Exercise directions: Print every record exactly, with nothing added or left out.

------ Dataset records

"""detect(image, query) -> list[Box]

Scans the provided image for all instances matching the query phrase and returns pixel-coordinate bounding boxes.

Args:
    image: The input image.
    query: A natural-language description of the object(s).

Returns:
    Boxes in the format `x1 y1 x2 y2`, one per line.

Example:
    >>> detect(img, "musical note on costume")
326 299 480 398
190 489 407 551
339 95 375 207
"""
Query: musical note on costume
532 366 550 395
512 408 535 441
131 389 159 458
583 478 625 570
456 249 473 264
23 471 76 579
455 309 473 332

------------

Solution:
"""detect(image, query) -> list[Box]

Scans the provided image for all instances matching the query phrase and returns pixel-coordinate bounding boxes.

Args:
    image: The input image.
    query: A natural-language description of the object(s).

Returns:
    Boxes in the format `x1 y1 x2 y2`, one per line.

Example:
    >>> detect(img, "musical note on costume")
326 299 480 398
190 489 407 551
339 95 375 207
"""
Query: musical note on costume
532 366 550 395
512 408 535 441
131 389 159 458
583 478 625 570
456 249 473 264
23 471 76 579
455 309 473 332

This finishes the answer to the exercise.